··· Data listing

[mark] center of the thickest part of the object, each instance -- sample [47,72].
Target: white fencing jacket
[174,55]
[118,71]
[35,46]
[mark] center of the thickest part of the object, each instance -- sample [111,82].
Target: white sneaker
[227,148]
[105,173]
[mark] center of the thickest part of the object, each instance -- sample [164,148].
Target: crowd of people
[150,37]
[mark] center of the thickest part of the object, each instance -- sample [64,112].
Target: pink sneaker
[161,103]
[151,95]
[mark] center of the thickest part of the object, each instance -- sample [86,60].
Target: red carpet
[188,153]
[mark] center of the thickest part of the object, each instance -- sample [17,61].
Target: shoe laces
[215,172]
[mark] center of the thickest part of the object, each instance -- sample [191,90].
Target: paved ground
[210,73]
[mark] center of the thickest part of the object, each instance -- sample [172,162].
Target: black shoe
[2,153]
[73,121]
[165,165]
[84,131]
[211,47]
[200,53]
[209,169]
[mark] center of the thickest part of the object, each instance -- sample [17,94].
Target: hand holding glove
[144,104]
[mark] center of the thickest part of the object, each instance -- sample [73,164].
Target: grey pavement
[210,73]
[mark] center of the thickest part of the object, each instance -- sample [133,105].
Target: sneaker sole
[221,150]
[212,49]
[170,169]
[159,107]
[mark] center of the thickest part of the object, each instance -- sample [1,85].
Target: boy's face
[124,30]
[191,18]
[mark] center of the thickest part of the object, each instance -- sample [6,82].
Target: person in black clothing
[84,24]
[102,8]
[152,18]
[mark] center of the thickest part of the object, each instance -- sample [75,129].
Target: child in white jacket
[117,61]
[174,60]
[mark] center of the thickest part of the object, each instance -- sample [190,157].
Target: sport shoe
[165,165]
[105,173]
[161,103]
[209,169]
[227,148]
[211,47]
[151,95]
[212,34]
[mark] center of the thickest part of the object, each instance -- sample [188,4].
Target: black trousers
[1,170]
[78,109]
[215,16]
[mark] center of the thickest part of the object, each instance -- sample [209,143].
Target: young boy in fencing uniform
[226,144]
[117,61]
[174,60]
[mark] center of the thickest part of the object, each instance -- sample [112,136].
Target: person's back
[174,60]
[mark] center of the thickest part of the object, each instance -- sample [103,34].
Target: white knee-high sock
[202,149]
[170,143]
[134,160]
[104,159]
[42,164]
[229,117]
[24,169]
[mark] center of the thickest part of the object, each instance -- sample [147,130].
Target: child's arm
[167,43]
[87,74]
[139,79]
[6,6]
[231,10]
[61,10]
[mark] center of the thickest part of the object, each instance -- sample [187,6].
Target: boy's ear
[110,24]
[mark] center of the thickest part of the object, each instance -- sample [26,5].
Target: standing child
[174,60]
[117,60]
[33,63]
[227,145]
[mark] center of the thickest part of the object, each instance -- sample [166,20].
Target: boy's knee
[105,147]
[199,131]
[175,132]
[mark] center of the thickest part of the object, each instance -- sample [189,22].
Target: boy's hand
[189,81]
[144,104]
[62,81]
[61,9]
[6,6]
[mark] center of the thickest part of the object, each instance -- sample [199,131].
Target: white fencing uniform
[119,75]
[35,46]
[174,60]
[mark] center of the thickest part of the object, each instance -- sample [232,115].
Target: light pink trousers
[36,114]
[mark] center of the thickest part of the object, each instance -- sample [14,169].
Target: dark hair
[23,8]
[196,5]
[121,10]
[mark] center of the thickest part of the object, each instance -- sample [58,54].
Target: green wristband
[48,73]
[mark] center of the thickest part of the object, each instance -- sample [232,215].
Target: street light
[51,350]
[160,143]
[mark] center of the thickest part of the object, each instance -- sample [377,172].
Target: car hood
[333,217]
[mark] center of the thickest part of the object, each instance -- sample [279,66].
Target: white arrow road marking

······

• Exercise description
Each record must be output exactly, with none omitted.

• Response
[mark] center of the thickest part of the object, each instance -- sample [47,72].
Target: white fencing jacket
[174,55]
[118,71]
[35,46]
[mark] center of the thickest part of the object, each instance -- sample [111,82].
Target: white sneaker
[227,148]
[105,173]
[mark] center of the thickest part of the object, each instance -- sample [164,148].
Target: crowd of people
[150,37]
[mark] center of the thickest part of the object, each instance -- sample [64,112].
Target: pink sneaker
[161,103]
[151,95]
[mark] center of the thickest part of the object, each instance -- sample [86,60].
Target: red carpet
[188,153]
[mark] center of the thickest part of the object, each instance -- sample [17,61].
Target: shoe laces
[215,172]
[mark] center of the thickest part of the object, each instance -- sample [191,90].
Target: paved ground
[210,73]
[mark] center of the thickest part of the object, each instance -- sample [172,162].
Target: black shoe
[2,153]
[73,121]
[165,165]
[84,131]
[211,47]
[200,53]
[209,169]
[mark] center of the thickest part of the object, each instance -- sample [17,94].
Target: hand holding glove
[144,104]
[mark] center of the thickest part of the object, each instance -- sample [73,164].
Target: grey pavement
[210,73]
[mark] center of the thickest part of the object, each instance -- sample [133,105].
Target: sneaker sole
[221,150]
[212,49]
[170,169]
[159,107]
[mark] center of the thickest part of the object, each instance -- sample [1,85].
Target: boy's face
[124,30]
[191,18]
[mark] center of the thickest part of the object, each instance -- sample [6,82].
Target: person in black clothing
[84,24]
[102,8]
[152,18]
[mark] center of the thickest part of the object, each instance -- sample [75,129].
Target: child in white jacket
[117,61]
[174,60]
[mark] center of the thickest part of the object, each instance -- sample [190,157].
Target: sport shoe
[165,165]
[105,173]
[161,103]
[209,169]
[227,148]
[211,47]
[151,95]
[212,34]
[mark] center of the thickest part of the object, each instance -- sample [188,4].
Target: black trousers
[1,170]
[78,109]
[215,16]
[mark] center of the thickest part of the object, each instance -- sample [209,143].
Target: young boy in fencing uniform
[226,144]
[117,61]
[174,60]
[mark] center of the thickest part of the object, each instance -- sample [112,136].
Target: person's back
[174,60]
[mark] center of the thickest part of the object, each instance -- sample [103,34].
Target: white knee-high sock
[202,149]
[170,143]
[134,160]
[104,159]
[42,164]
[229,117]
[24,169]
[mark] center of the thickest part of the object, each instance -- sample [147,130].
Target: child's arm
[167,43]
[87,74]
[139,79]
[6,6]
[231,10]
[61,10]
[mark] center of the thickest part of the object, each instance -- sample [187,6].
Target: boy's ear
[110,24]
[mark] center of the thickest part of the object, each instance -- sample [26,5].
Target: standing child
[174,60]
[117,60]
[33,63]
[227,145]
[mark] center of the thickest part of the object, each instance -- sample [166,20].
Target: boy's knee
[105,147]
[199,131]
[175,132]
[mark] center of the thickest part of the object, each instance -- sample [189,22].
Target: boy's hand
[189,81]
[144,104]
[62,81]
[61,9]
[6,6]
[mark] center of the thickest part of the object, each instance -- sample [199,131].
Target: white fencing uniform
[119,75]
[35,46]
[174,60]
[mark] center of the thickest part of the object, each instance -- sample [232,115].
Target: light pink trousers
[36,114]
[mark] center of the thickest part of the object, each instance -- sample [14,169].
Target: dark hair
[23,8]
[196,5]
[121,10]
[mark] center of the thickest part of the object, each instance -- sample [58,54].
Target: green wristband
[48,73]
[mark] center of the thickest part of the object, each instance -- sample [232,215].
Target: street light
[51,350]
[160,143]
[mark] center of the thickest part of the object, each instance -- sample [377,172].
Target: car hood
[333,217]
[mark] center of the thickest part of the object, each instance -- sample [279,66].
Target: white arrow road marking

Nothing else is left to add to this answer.